**PROVIDED PASSAGE:**
"""

Is your diet varied?

Do you know if your diet is balanced? For your diet to be varied as well as healthy, first of all, you need to know the main food groups.

Each of them has its own function and affords different nutrients and benefits. Combine them correctly and you will have the basis of a varied diet.

1. Fruit

They are a special group that must be included in your daily diet, as a dessert or snack, mid-morning and/or mid-afternoon. They provide sugar and a large quantity of water – perfect to keep you hydrated-. Fruit are a major source of vitamins (folic acid, vitamin C, carotenes), minerals (potassium, magnesium, selenium, etc.) and antioxidant substances, which are regulating functions in the body. Do not forget fibre, which is essential to regulate intestinal transit.

We recommend: eat fruit at frequent intervals to reach at least 3 pieces a day. It is better if you eat the whole fruit as this ensures greater fibre content. When taken as a juice or peeled, there is obviously less. Table 1 shows which fruit is in season for the month of February.

2. Greens and vegetables

Just like fruit, this food group acts as a regulating function. They are important sources of vitamins, minerals, fibre and antioxidant substances.

"""

**PROVIDED MATERIAL:**

"""

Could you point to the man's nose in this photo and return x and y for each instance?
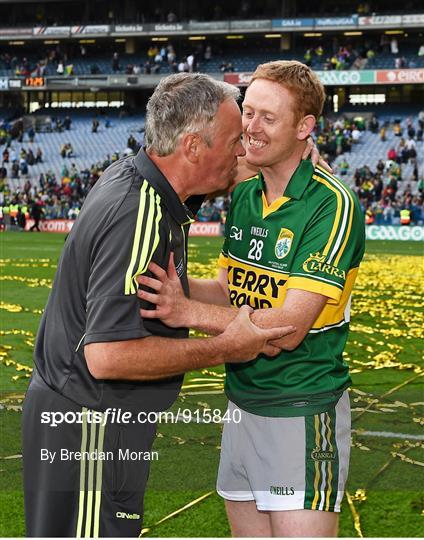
(254, 125)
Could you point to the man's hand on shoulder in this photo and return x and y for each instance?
(169, 298)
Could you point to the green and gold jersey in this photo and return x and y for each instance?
(312, 239)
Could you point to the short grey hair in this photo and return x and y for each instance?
(184, 103)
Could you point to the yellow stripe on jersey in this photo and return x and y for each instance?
(313, 285)
(146, 255)
(343, 233)
(273, 207)
(223, 261)
(338, 212)
(129, 286)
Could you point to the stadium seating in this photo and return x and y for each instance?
(91, 148)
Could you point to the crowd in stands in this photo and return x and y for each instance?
(60, 194)
(113, 11)
(378, 190)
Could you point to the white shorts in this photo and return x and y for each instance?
(286, 463)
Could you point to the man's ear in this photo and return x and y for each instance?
(305, 127)
(191, 146)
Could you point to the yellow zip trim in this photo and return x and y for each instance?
(156, 240)
(144, 255)
(129, 286)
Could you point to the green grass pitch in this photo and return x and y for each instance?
(387, 397)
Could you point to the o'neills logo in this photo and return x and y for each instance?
(124, 515)
(318, 454)
(316, 263)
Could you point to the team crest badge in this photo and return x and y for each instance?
(284, 243)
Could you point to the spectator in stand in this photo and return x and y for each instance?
(183, 65)
(208, 53)
(190, 63)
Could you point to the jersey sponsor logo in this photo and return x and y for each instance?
(124, 515)
(318, 454)
(236, 233)
(259, 231)
(316, 263)
(281, 490)
(284, 243)
(251, 286)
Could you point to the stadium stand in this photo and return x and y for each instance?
(61, 182)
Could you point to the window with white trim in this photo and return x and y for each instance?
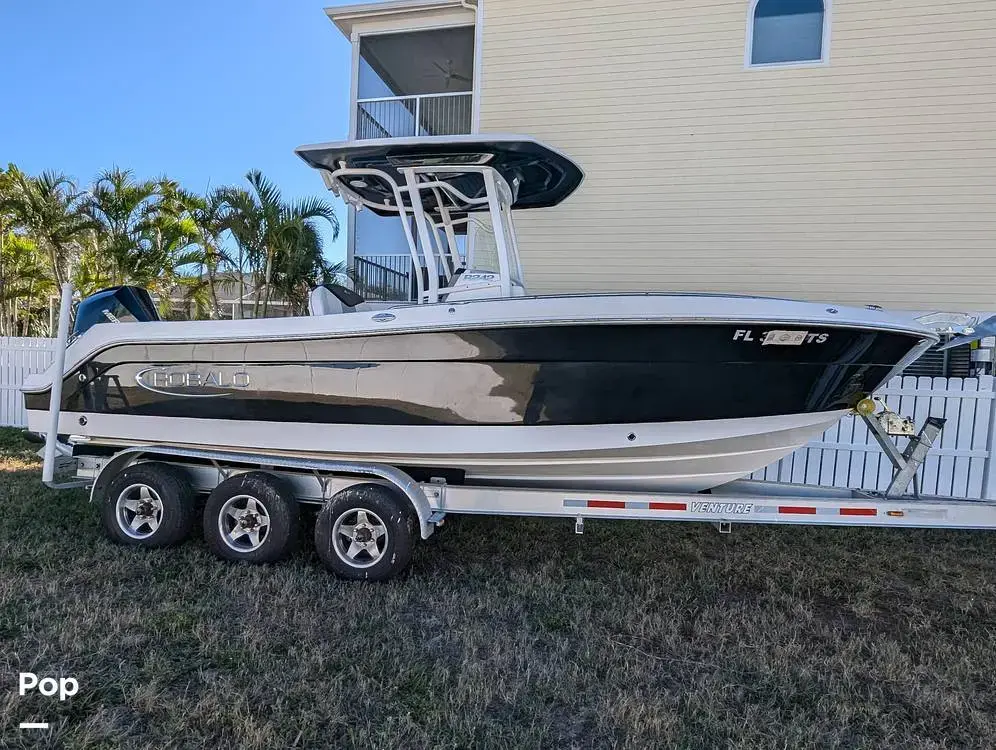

"""

**ASSIGNMENT:** Reproduce the article about a varied diet in full, word for word. Rely only on the article about a varied diet.

**OUTPUT OF THE EXERCISE:**
Is your diet varied?

Do you know if your diet is balanced? For your diet to be varied as well as healthy, first of all, you need to know the main food groups.

Each of them has its own function and affords different nutrients and benefits. Combine them correctly and you will have the basis of a varied diet.

1. Fruit

They are a special group that must be included in your daily diet, as a dessert or snack, mid-morning and/or mid-afternoon. They provide sugar and a large quantity of water – perfect to keep you hydrated-. Fruit are a major source of vitamins (folic acid, vitamin C, carotenes), minerals (potassium, magnesium, selenium, etc.) and antioxidant substances, which are regulating functions in the body. Do not forget fibre, which is essential to regulate intestinal transit.

We recommend: eat fruit at frequent intervals to reach at least 3 pieces a day. It is better if you eat the whole fruit as this ensures greater fibre content. When taken as a juice or peeled, there is obviously less. Table 1 shows which fruit is in season for the month of February.

2. Greens and vegetables

Just like fruit, this food group acts as a regulating function. They are important sources of vitamins, minerals, fibre and antioxidant substances.